* _Try it_: Among the entries below, count each line holding the word "smiling". Write only the number.

* _Records for processing_:
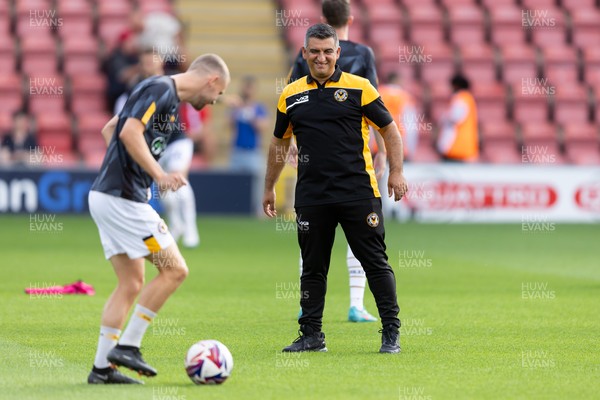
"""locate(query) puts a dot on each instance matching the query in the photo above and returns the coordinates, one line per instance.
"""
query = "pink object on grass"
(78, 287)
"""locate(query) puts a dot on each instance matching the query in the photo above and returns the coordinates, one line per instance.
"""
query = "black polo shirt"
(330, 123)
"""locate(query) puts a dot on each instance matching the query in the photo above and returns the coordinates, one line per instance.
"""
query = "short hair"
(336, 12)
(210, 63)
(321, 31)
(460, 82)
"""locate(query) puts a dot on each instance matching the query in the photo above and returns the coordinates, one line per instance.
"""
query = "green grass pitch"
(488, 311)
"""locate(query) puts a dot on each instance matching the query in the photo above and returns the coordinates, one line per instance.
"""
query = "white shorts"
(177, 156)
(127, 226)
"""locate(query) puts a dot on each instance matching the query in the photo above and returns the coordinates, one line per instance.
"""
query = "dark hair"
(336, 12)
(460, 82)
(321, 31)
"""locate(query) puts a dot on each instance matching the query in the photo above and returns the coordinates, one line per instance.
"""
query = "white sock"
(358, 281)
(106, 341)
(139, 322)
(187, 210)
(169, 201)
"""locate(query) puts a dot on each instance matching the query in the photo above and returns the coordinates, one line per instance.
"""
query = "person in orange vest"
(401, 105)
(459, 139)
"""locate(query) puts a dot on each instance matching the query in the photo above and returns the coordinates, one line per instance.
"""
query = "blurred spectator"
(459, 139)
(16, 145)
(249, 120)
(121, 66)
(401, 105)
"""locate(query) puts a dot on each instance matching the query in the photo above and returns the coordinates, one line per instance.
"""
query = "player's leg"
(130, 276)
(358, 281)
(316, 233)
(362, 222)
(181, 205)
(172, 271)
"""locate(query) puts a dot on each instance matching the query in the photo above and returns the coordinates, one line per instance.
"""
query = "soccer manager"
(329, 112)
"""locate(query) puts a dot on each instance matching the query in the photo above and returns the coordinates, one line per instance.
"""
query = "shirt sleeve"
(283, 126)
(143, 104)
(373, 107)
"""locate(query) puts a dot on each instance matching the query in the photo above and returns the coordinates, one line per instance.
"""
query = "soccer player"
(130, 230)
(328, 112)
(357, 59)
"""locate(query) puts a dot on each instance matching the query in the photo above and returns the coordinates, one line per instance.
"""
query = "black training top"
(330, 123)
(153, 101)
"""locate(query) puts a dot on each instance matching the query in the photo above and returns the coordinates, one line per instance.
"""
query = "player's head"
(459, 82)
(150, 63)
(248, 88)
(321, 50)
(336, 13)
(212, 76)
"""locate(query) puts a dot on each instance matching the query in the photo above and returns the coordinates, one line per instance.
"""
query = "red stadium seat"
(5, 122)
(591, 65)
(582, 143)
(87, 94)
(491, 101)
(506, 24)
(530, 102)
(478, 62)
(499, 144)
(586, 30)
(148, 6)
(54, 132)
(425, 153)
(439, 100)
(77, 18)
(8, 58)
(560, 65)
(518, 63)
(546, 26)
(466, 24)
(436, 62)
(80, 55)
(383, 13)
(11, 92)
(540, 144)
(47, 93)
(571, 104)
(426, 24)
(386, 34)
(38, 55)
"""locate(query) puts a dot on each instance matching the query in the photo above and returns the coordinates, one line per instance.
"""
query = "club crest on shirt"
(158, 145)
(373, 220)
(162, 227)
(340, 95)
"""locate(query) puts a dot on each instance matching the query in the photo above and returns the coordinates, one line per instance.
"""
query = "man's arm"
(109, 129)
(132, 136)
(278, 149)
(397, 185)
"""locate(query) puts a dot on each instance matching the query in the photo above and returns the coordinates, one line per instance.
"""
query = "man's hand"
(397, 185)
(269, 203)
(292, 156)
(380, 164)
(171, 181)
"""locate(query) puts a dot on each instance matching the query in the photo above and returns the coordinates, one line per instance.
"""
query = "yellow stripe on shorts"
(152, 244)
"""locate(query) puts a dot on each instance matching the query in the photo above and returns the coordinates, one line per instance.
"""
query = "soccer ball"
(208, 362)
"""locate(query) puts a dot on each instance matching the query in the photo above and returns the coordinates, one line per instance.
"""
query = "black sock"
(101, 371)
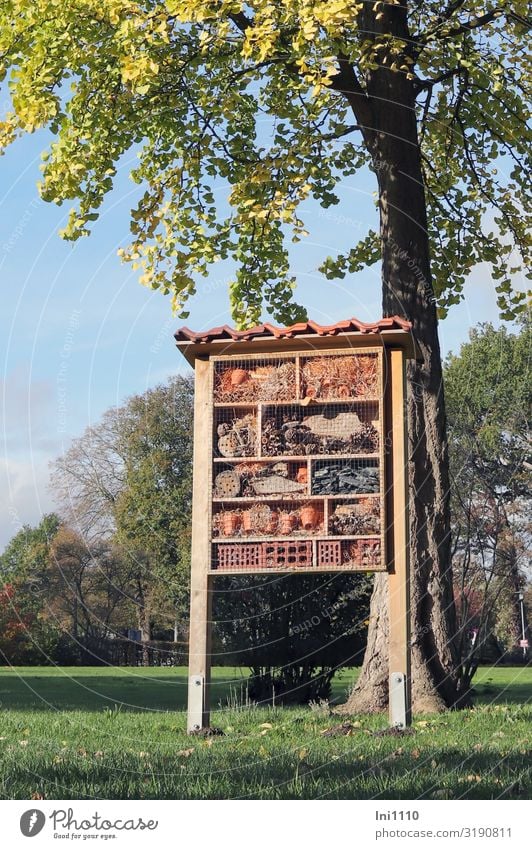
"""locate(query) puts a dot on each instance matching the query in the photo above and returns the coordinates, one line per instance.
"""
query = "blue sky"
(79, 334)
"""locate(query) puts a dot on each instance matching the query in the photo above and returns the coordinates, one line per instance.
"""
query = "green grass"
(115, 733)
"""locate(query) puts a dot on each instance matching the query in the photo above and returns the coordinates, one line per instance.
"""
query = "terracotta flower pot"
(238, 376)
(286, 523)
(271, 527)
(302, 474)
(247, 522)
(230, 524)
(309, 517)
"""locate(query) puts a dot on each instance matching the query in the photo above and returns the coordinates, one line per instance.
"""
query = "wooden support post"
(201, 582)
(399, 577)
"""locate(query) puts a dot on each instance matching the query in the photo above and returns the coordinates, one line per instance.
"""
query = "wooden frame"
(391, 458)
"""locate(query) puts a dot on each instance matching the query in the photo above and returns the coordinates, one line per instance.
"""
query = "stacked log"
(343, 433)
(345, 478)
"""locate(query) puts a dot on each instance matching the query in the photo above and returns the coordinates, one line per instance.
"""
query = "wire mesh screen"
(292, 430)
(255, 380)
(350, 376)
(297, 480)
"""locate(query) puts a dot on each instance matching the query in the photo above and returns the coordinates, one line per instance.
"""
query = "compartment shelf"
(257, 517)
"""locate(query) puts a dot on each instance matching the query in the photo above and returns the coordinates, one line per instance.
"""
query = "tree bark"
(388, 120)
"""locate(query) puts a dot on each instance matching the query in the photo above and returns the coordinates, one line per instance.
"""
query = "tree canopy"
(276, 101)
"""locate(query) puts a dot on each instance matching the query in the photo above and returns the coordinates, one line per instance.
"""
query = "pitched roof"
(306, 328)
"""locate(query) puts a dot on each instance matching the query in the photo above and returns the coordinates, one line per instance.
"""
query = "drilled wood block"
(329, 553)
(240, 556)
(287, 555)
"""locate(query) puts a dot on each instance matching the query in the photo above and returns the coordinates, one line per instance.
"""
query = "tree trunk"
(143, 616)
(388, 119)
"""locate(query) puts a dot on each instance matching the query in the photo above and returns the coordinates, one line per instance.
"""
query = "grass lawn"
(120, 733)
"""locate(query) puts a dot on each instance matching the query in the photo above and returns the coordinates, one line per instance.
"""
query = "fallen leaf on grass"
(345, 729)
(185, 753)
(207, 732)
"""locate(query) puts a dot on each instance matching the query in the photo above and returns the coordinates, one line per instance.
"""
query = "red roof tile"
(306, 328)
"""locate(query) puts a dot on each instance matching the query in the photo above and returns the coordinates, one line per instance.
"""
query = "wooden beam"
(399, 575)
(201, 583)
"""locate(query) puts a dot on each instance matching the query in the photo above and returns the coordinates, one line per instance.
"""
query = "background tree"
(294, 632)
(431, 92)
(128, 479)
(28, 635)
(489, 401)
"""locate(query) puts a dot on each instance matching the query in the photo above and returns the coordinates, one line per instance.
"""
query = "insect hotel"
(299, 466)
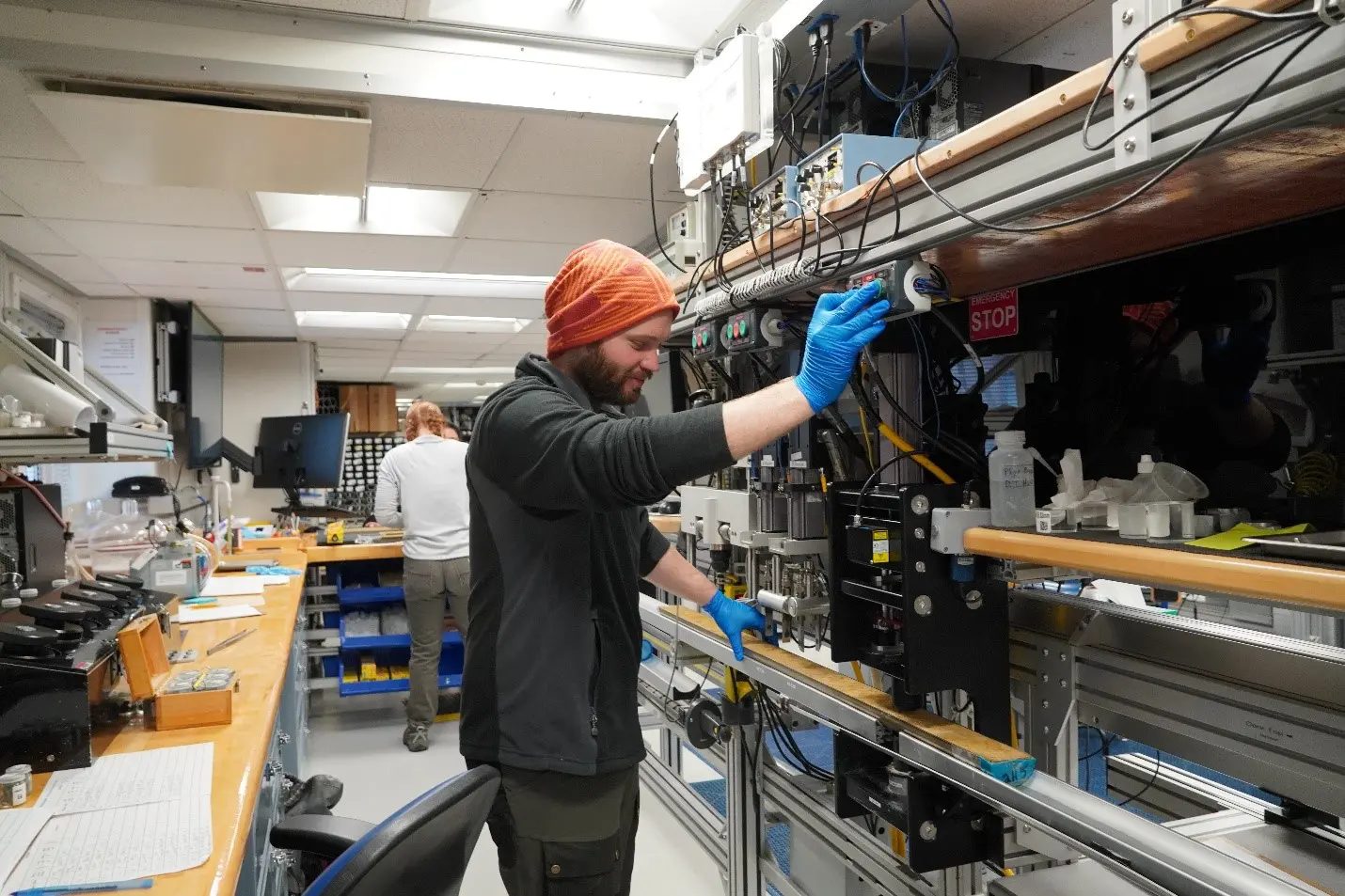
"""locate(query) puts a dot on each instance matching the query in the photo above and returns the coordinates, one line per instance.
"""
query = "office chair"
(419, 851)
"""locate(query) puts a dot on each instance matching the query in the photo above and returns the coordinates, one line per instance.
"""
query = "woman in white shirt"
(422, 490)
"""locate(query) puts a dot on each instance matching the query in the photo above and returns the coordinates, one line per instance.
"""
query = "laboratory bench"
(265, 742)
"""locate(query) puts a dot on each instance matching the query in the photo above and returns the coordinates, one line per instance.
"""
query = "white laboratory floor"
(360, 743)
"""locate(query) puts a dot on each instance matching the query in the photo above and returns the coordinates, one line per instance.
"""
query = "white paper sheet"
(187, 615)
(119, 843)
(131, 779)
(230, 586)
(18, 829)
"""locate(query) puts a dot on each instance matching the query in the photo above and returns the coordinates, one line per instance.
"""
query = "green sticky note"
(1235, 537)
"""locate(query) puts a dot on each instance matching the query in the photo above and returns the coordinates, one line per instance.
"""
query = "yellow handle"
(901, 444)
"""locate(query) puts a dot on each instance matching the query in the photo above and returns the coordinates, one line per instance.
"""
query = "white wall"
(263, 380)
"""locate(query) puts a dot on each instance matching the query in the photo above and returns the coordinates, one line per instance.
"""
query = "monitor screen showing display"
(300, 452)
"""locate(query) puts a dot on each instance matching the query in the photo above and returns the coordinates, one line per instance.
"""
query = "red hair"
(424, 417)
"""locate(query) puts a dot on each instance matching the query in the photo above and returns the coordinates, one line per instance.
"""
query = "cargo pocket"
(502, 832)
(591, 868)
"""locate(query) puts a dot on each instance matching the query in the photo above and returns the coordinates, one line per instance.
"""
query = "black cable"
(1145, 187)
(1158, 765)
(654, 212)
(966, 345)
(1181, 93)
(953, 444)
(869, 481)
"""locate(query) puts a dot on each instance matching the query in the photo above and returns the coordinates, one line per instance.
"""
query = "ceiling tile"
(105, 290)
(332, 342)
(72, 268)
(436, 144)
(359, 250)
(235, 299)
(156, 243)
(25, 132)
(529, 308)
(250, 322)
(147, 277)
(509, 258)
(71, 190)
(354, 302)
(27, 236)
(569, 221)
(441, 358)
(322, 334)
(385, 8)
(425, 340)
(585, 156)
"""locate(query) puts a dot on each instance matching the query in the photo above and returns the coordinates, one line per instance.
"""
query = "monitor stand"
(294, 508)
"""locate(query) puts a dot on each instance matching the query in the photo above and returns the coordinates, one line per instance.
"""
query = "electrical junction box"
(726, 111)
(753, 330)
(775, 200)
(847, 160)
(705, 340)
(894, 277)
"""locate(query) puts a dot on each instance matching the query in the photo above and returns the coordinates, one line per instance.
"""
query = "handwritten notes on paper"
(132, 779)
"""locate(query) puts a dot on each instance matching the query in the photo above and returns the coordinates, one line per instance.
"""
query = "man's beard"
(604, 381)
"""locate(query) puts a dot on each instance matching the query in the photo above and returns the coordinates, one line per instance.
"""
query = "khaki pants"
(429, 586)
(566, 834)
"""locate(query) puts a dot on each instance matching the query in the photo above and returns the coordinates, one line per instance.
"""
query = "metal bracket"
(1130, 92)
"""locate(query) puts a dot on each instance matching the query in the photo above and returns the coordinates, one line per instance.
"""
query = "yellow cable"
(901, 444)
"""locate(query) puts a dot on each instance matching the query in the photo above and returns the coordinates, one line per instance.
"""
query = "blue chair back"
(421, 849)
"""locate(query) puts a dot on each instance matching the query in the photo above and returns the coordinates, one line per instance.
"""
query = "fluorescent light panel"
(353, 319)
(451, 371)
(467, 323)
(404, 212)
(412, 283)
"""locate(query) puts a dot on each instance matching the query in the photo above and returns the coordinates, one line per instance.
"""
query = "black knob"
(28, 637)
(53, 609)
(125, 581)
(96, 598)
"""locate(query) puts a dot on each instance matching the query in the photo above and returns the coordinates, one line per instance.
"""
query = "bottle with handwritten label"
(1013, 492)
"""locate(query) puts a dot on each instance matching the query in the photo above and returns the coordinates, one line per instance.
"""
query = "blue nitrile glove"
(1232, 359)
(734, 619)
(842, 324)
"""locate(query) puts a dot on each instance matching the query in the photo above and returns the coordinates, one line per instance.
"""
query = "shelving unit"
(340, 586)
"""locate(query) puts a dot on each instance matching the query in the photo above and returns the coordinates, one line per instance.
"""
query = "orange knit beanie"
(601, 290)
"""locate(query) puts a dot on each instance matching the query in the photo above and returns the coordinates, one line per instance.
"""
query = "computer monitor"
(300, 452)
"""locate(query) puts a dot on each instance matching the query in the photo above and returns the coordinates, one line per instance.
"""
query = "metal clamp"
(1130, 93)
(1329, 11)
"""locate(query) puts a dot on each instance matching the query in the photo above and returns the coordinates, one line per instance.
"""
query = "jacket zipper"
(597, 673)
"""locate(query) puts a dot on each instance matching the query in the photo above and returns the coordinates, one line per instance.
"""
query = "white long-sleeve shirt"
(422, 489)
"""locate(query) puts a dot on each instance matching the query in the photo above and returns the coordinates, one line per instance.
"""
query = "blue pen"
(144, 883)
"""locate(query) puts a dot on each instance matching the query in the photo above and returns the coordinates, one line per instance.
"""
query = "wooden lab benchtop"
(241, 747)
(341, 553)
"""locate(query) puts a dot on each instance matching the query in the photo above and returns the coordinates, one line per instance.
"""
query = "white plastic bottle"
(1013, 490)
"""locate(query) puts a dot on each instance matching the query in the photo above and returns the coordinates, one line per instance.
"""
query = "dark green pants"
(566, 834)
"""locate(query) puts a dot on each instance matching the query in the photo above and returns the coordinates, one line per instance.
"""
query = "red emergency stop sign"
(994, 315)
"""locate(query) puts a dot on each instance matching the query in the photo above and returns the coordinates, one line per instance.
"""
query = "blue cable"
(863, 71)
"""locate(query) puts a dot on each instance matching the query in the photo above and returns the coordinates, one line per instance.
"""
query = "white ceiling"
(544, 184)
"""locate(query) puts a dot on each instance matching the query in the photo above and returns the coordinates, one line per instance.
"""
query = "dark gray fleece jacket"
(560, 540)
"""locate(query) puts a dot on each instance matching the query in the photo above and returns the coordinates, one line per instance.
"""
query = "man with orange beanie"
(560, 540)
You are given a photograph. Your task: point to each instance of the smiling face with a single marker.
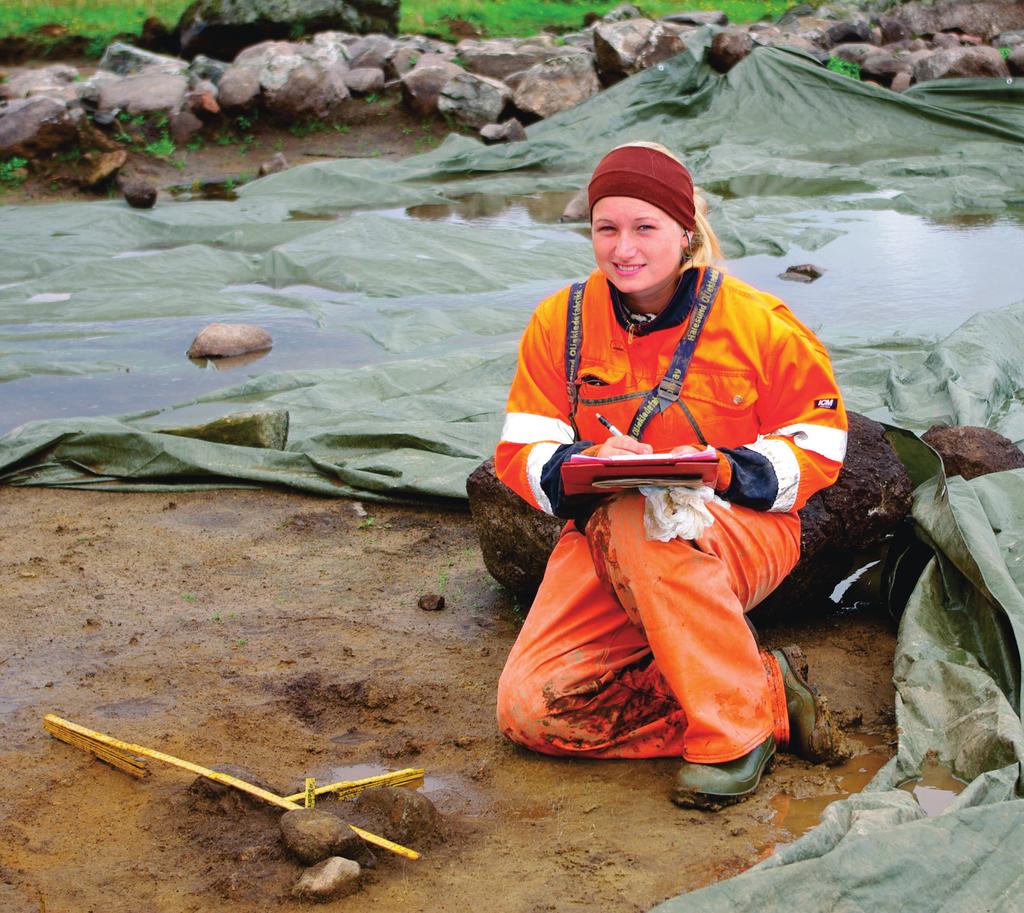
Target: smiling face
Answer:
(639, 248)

* _Result for this exercise_: 2